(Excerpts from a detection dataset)
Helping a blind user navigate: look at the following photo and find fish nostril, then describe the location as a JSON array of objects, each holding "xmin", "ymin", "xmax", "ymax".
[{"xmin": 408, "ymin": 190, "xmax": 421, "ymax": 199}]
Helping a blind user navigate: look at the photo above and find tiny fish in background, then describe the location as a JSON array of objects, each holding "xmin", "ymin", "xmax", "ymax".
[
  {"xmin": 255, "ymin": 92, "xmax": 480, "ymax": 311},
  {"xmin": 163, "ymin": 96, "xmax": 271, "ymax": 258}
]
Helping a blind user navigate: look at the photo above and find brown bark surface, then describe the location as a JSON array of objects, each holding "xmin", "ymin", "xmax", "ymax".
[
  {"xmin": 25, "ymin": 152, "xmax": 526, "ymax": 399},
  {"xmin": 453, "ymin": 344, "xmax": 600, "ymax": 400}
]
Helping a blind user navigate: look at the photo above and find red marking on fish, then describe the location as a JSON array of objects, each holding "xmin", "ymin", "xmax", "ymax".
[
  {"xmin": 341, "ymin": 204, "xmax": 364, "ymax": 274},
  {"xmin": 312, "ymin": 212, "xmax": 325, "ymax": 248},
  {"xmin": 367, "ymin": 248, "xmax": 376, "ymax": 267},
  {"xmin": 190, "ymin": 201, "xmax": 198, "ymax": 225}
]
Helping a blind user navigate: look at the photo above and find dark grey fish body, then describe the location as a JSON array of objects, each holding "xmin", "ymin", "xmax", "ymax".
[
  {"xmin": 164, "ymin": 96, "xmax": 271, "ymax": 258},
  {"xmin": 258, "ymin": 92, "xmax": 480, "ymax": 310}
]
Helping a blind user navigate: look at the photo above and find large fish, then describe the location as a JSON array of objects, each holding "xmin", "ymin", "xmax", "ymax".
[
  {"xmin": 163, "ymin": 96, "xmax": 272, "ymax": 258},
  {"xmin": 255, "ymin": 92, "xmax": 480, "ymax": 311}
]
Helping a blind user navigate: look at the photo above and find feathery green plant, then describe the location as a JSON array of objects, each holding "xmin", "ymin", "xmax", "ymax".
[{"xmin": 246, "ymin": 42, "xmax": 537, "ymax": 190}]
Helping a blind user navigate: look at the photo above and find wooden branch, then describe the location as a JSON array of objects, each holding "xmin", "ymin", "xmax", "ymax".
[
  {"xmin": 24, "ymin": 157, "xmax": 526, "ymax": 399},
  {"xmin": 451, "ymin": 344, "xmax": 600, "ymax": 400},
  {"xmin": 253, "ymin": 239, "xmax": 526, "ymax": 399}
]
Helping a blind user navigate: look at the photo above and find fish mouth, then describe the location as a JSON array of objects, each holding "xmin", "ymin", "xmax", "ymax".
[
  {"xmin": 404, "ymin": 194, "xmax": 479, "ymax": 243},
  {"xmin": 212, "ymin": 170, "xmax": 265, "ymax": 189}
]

Given problem:
Identify each line in the records above that contains the string "brown", matching case exactly, and copy every such line in full.

Response:
Helping a blind user navigate: look at the photo above and find brown bark surface, then describe the location as a JSON array of objects, each holding "xmin", "ymin", "xmax", "ymax".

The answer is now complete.